Write out all the entries word for word, but skip any images.

##### Material #####

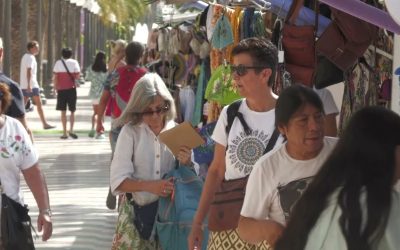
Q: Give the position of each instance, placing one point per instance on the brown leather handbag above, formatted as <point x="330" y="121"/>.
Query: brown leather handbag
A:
<point x="299" y="45"/>
<point x="225" y="210"/>
<point x="346" y="39"/>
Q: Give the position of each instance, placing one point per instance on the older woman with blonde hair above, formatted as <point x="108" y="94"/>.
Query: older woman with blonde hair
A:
<point x="19" y="155"/>
<point x="141" y="160"/>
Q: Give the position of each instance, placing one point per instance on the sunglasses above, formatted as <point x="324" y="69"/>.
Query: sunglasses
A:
<point x="242" y="70"/>
<point x="158" y="111"/>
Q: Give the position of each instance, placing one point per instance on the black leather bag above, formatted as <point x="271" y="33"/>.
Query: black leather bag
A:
<point x="327" y="73"/>
<point x="16" y="225"/>
<point x="145" y="217"/>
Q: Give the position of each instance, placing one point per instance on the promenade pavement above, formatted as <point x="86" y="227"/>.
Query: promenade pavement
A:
<point x="77" y="174"/>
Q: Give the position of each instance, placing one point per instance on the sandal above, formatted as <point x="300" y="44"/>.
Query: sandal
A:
<point x="74" y="136"/>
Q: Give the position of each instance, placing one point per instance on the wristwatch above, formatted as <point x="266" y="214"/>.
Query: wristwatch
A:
<point x="46" y="211"/>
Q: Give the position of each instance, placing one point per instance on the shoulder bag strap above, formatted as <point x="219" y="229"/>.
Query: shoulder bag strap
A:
<point x="294" y="11"/>
<point x="272" y="141"/>
<point x="69" y="73"/>
<point x="232" y="113"/>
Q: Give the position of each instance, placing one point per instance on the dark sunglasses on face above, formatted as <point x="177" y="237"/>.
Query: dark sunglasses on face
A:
<point x="158" y="111"/>
<point x="241" y="69"/>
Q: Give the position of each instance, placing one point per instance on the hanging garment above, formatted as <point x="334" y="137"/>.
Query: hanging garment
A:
<point x="360" y="90"/>
<point x="187" y="98"/>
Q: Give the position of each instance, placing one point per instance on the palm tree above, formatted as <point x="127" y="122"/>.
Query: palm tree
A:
<point x="125" y="12"/>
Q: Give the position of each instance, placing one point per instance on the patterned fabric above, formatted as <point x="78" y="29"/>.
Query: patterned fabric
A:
<point x="126" y="236"/>
<point x="229" y="240"/>
<point x="360" y="90"/>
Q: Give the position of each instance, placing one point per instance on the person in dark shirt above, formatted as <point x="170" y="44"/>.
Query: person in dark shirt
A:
<point x="17" y="107"/>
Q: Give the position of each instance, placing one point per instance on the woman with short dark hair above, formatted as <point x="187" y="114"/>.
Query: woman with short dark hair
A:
<point x="352" y="203"/>
<point x="280" y="177"/>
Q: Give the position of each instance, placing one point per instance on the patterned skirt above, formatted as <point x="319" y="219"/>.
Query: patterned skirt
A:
<point x="230" y="240"/>
<point x="126" y="235"/>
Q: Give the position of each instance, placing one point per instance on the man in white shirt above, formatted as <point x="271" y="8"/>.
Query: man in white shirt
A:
<point x="28" y="80"/>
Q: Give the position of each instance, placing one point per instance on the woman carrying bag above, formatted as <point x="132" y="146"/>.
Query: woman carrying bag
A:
<point x="141" y="160"/>
<point x="17" y="156"/>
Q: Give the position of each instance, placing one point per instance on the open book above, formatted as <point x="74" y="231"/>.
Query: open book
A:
<point x="181" y="135"/>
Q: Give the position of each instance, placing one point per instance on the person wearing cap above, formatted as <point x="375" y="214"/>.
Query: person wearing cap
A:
<point x="28" y="80"/>
<point x="17" y="106"/>
<point x="18" y="155"/>
<point x="254" y="68"/>
<point x="66" y="71"/>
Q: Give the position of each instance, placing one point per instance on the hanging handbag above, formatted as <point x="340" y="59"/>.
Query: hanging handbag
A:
<point x="225" y="209"/>
<point x="299" y="46"/>
<point x="346" y="39"/>
<point x="327" y="73"/>
<point x="16" y="225"/>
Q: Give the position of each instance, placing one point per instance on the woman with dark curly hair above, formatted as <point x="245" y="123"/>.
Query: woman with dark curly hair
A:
<point x="352" y="203"/>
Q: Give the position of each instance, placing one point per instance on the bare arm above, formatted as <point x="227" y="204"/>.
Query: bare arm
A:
<point x="37" y="184"/>
<point x="105" y="96"/>
<point x="215" y="175"/>
<point x="255" y="231"/>
<point x="22" y="119"/>
<point x="330" y="125"/>
<point x="28" y="77"/>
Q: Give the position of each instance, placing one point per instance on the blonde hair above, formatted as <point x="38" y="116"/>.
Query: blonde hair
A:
<point x="118" y="47"/>
<point x="143" y="95"/>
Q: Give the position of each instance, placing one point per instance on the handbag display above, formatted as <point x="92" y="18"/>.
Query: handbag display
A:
<point x="225" y="209"/>
<point x="299" y="45"/>
<point x="16" y="225"/>
<point x="346" y="39"/>
<point x="327" y="73"/>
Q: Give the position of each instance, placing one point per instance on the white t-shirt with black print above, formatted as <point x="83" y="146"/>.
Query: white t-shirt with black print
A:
<point x="243" y="150"/>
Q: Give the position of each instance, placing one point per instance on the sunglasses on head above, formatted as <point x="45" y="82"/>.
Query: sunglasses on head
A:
<point x="158" y="111"/>
<point x="241" y="69"/>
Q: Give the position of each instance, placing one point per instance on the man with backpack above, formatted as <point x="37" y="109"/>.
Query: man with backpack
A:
<point x="117" y="89"/>
<point x="240" y="142"/>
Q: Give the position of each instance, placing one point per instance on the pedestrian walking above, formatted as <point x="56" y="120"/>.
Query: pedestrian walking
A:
<point x="28" y="80"/>
<point x="237" y="149"/>
<point x="352" y="203"/>
<point x="66" y="72"/>
<point x="18" y="155"/>
<point x="96" y="74"/>
<point x="117" y="90"/>
<point x="278" y="179"/>
<point x="150" y="110"/>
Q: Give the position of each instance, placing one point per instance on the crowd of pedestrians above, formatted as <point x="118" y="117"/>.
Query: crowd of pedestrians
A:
<point x="304" y="188"/>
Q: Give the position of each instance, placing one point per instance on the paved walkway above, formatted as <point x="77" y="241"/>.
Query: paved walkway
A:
<point x="77" y="174"/>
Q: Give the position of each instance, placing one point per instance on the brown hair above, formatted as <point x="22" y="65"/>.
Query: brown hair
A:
<point x="5" y="100"/>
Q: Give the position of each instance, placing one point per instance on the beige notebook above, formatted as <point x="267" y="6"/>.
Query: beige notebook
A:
<point x="181" y="135"/>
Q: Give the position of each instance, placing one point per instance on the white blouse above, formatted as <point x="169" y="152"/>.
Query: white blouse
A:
<point x="140" y="155"/>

#####

*Result of the exercise*.
Q: Give the position of each instance, placing one point per instance on the brown leather handbag above, formatted as <point x="330" y="121"/>.
Query: brown leather handbag
A:
<point x="299" y="45"/>
<point x="225" y="210"/>
<point x="346" y="39"/>
Q: Give the position of each instance, placing one point per instance on the older woman with blonde hair above, formatted as <point x="108" y="94"/>.
Query: older woman with blonde hair
A:
<point x="19" y="155"/>
<point x="141" y="160"/>
Q: Give the position of each instance, placing one point per instance on the sunglasses above, formatted as <point x="324" y="69"/>.
Query: sunglasses
A:
<point x="242" y="70"/>
<point x="158" y="111"/>
Q: Give the position of each instance, placing one point per instance on the black leather bag above, formatted as <point x="271" y="33"/>.
Query: black leather bag
A:
<point x="327" y="73"/>
<point x="16" y="225"/>
<point x="145" y="217"/>
Q: Give the position of each instance, placing one point per instance on the promenade pavement above, formatted as <point x="86" y="227"/>.
Query: promenade pavement
A:
<point x="77" y="174"/>
Q: Give the position of each instance, placing one point per instance on the sandal above, formatted as <point x="300" y="44"/>.
Query: sandal
A:
<point x="74" y="136"/>
Q: Give the position of each instance, placing one point per instance on the wristwatch above, formatted as <point x="266" y="214"/>.
Query: wristwatch
A:
<point x="46" y="211"/>
Q: Give the position of each instance, placing one point per instance on the shoulder bag strap above, formatted as <point x="219" y="229"/>.
Query: shoulder bag strap
A:
<point x="294" y="11"/>
<point x="272" y="141"/>
<point x="69" y="73"/>
<point x="232" y="113"/>
Q: Give the position of each instance, placing one point per instance on the dark sunglasses on face above, formatted as <point x="177" y="237"/>.
Query: dark sunglasses on face
A:
<point x="158" y="111"/>
<point x="241" y="69"/>
Q: Give the position of each instance, placing one point per instance on the hanging garment above, formatted as <point x="334" y="137"/>.
Query: hanging garment
A:
<point x="360" y="90"/>
<point x="187" y="98"/>
Q: Give the position of each instance, placing one point per instance on the palm tree above, formatted as <point x="127" y="122"/>.
Query: palm tree
A:
<point x="125" y="12"/>
Q: Give the position of each instance, placing one point per instance on the patterned fabric above, formatted as <point x="78" y="29"/>.
Query: patterned fabric
A:
<point x="126" y="236"/>
<point x="229" y="240"/>
<point x="360" y="90"/>
Q: Give the position of each instance, placing one point per instance on the person in dark shirt above, formatted as <point x="170" y="44"/>.
Query: person in dark shirt
A:
<point x="17" y="107"/>
Q: Give the position of each instance, placing one point per instance on the woman with short dark hair above, formatted as <point x="187" y="114"/>.
Query: woman with short dark hair
A:
<point x="352" y="203"/>
<point x="280" y="177"/>
Q: Give the position of each instance, placing one point per instance on the patterned skirt above, formatted as <point x="319" y="219"/>.
Query: patterned skirt
A:
<point x="230" y="240"/>
<point x="126" y="235"/>
Q: Give the position of each instance, placing one point per instance on the man in white shirt above, formatted as <point x="271" y="8"/>.
Query: man in white shirt
A:
<point x="28" y="80"/>
Q: Give the position of each instance, placing one point per instance on the woman carrying bag above, formatted as <point x="132" y="146"/>.
Query: woman carrying bag
A:
<point x="141" y="160"/>
<point x="17" y="156"/>
Q: Give the position of each instance, placing one point per instance on the open book above, formatted as <point x="74" y="231"/>.
Query: open book
A:
<point x="181" y="135"/>
Q: Give the position of each instance, placing one point per instance on the person wearing cap above, formatted as <point x="375" y="214"/>.
Query: person wearing cap
A:
<point x="28" y="80"/>
<point x="17" y="106"/>
<point x="18" y="155"/>
<point x="254" y="68"/>
<point x="66" y="71"/>
Q: Give the position of each instance, placing one point per instance on the hanging handbag above, formatted as <point x="340" y="59"/>.
Query: hanging handbag
A:
<point x="225" y="209"/>
<point x="299" y="46"/>
<point x="346" y="39"/>
<point x="327" y="73"/>
<point x="16" y="225"/>
Q: Give the position of each instance, placing one point per instance on the woman with dark curly hair above, formatted as <point x="245" y="123"/>.
Query: woman with dark curly hair
A:
<point x="352" y="203"/>
Q: Give the position of each instance, placing one point per instance on the bare arm above, formatted as <point x="227" y="204"/>.
Query: bare arm
A:
<point x="37" y="184"/>
<point x="105" y="96"/>
<point x="215" y="175"/>
<point x="255" y="231"/>
<point x="22" y="119"/>
<point x="330" y="125"/>
<point x="28" y="77"/>
Q: Give the position of each instance, placing one point per instance on the blonde hair above, formatted as <point x="38" y="116"/>.
Query: blonde hair
A:
<point x="118" y="47"/>
<point x="143" y="95"/>
Q: Give the position of each instance, placing one point per instance on the handbag display above, formatted as <point x="92" y="18"/>.
Query: handbag display
A:
<point x="225" y="209"/>
<point x="299" y="45"/>
<point x="16" y="225"/>
<point x="346" y="39"/>
<point x="327" y="73"/>
Q: Give the position of each instance, placing one point per instance on the white t-shirt with black print above, formatted as <point x="83" y="146"/>.
Query: white t-shirt with black print
A:
<point x="243" y="150"/>
Q: Give the position of each instance, placing one point per instance on the sunglasses on head above, formatted as <point x="45" y="82"/>.
Query: sunglasses on head
A:
<point x="158" y="111"/>
<point x="241" y="69"/>
Q: Give the position of each instance, placing one point per instance on the man with backpack above, formatted as <point x="37" y="109"/>.
Query: man with backpack
A:
<point x="117" y="89"/>
<point x="240" y="142"/>
Q: Give the position of each instance, placing one point per instance on the pedestrian walking above, formatted as <point x="56" y="120"/>.
Query: pedestrian walking
A:
<point x="28" y="80"/>
<point x="237" y="149"/>
<point x="352" y="203"/>
<point x="66" y="72"/>
<point x="18" y="155"/>
<point x="96" y="74"/>
<point x="117" y="90"/>
<point x="278" y="179"/>
<point x="150" y="110"/>
Q: Give the position of each instance, placing one point per instance on the crowd of pedestrians above, formatted as <point x="118" y="117"/>.
Query: crowd of pedestrians
A:
<point x="304" y="188"/>
Q: Give the position of each instance, placing one point per instance on the paved walkway above, formatted as <point x="77" y="241"/>.
Query: paved walkway
A:
<point x="77" y="174"/>
Q: Give the position of each instance, placing one point per instance on the brown hair above, formatted as <point x="22" y="65"/>.
Query: brown hair
A:
<point x="5" y="100"/>
Q: Give the position of each instance, placing one point per instance on the beige notebook above, formatted as <point x="267" y="6"/>.
Query: beige notebook
A:
<point x="181" y="135"/>
Q: Give the position of each instance, placing one point per instance on the white blouse above, formatted as <point x="169" y="152"/>.
Query: white blouse
A:
<point x="140" y="155"/>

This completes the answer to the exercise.